* begin Excerpted passage *

I’m agree with you. Anyway it could be possible to provide more solutions to realize hotword detection, that a user can select configuring setting.ini file.
The only thing Atomic got wrong was the dataset as it confuses all as the ‘Goggle command dataset’ is a benchmark dataset to test accuracy and hence contains a high proportion of bad samples and extremely varied accent content.
If you are making a custom dataset you should use the input voices only as why add native accents from around the world without the possibility they are coming to visit.
Also he used Marvin which is 2 syllable and fairly short whilst 3 syllable and filling the frame as ‘heymarvin’ would also of been much better, contains more phones and is more unique.
A couple of choice sentences can return 40 or more words and the only hassle is repeating your KW the same amount of times.
Record on the device of use and mic of use and then tools such as Sox can quickly augment to result in 1-2k KW & !KW.
Atomic also followed the basic audio Tensorflow example which is more of an introduction than a supposed working KWS where google have published a framework of current state-of-art KWS.
I have published a repo just to make it easier to get started and install tensorflow & tensorflow addons (not needed for esp32 as delegation is not supported)
I also created a sample repo of how to create datasets as a last thing that was missing from Atomics KWS was a silence classification which acts as a catch all between spoken KW and spoken !kw and greatly increases accuracy.
https://www.tensorflow.org/lite/microcontrollers supports ESP32 and the CNN examples in the G-KWS are perfect to export to microcontroller and use the front-end ops for microcontrollers.
When you create your dataset the quantities of samples greatly effect the classification weights and with the 3 classifications of Silence, !KW & KW the quantities they contain can be tweaked to attain the results required.
Training is in for stages with prob 2k steps each being a minimum and 8k starting to get to a point of no real return.
You can get an extremely noise resilient KWS that far surpasses ASR which is not tolerant of noise.
All very nice, but the DIY Alexa project uses marvin as keyword.
I might try and add it, but the keyword should be a custom keyword.
This involves training the model and for some of us training it will do fine, but for most of use (users instead of tinkerers) a better tool is needed to train custom models.
If there was a tool users can easily use to train their custom keyword, it would be great. I could not find such a tool.
I will investigate that project and I might be able to incorporate the marvin keyword.

* end Excerpted passage *

- **What you will do**
1: List the three classifications that the forum thread on keyword detection says a dataset should contain.
2: Write the next part of the forum thread on keyword detection, picking up after its final post.

* begin Entries *

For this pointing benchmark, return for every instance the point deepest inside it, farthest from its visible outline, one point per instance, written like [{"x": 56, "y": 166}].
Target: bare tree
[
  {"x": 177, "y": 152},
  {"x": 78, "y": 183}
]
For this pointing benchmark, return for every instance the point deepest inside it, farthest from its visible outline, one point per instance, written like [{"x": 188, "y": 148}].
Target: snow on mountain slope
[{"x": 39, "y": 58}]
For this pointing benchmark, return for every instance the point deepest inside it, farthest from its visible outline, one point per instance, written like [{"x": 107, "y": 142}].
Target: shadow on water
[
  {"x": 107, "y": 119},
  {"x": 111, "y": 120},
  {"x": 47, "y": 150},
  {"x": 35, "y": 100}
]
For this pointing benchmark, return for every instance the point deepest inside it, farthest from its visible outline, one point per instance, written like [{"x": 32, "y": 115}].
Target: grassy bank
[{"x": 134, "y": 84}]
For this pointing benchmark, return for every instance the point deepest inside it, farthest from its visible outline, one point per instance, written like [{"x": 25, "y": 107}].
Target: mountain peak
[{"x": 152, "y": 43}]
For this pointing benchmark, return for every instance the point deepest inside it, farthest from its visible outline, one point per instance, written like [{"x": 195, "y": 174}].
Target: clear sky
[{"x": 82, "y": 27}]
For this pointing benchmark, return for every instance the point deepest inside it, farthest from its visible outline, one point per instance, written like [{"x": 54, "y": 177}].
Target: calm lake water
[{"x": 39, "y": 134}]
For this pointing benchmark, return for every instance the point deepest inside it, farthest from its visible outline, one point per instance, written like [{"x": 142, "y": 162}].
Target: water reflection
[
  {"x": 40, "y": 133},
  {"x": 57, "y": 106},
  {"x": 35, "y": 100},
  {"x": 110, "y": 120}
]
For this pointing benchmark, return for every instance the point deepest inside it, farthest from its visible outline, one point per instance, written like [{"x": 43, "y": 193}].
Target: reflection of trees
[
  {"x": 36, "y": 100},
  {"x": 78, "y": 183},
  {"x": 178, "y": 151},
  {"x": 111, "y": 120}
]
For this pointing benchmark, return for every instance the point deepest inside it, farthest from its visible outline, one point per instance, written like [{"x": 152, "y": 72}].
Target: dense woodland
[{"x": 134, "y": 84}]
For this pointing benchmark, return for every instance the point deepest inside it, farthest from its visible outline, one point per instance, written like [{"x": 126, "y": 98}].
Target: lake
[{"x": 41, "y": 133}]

* end Entries *

- **Answers to the exercises**
1: Silence, !KW, and KW

2:
As said Marvin because of a low phonetic count is a bad choice and Atomic got poor results on that even A-Lex-A is 3, Hey-Goo-Gle are better, use Marvin if you wish but the shorter and less phones the less accurate your KWS will be.
There is no such thing as a better tool to train custom models as it runs from a single command line and is by Google Research for state-of-art KWS for liteweight platforms.
Nothing needs to be done to train a model as that is all done with tensorflow or other frameworks, the work that is needed and is critical to results is the dataset builder.
You need to build a dataset where training/testing/validation sets are made for the right percentages for 3 classifications ‘silence’ ‘!kw’ & ‘kw’.
You need to mix in background noise and not make the classic error of drowning the foreground and its that simple.
Its a button press to train from then and just wait for step completion and resultant .pb and .tflite
I just knocked up the dataset builder for @synesthesiam so he could take a look at the rough requirements and maybe at one stage provide an interface through the web console.
Its extremely easy to augment samples so that relatively small 20-40 word samples can be varied that quickly become 1-2k in each classification.
An on screen prompter should provide some phonetic language sentences that for a language contain as many phones & allophones and don’t have to make sense and prob could be contributed by the community.
For English examples are http://clagnut.com/blog/2380/#English_phonetic_pangrams
*“With tenure, Suzie’d have all the more leisure for yachting, but her publications are no good.” *
“Shaw, those twelve beige hooks are joined if I patch a young, gooey mouth.”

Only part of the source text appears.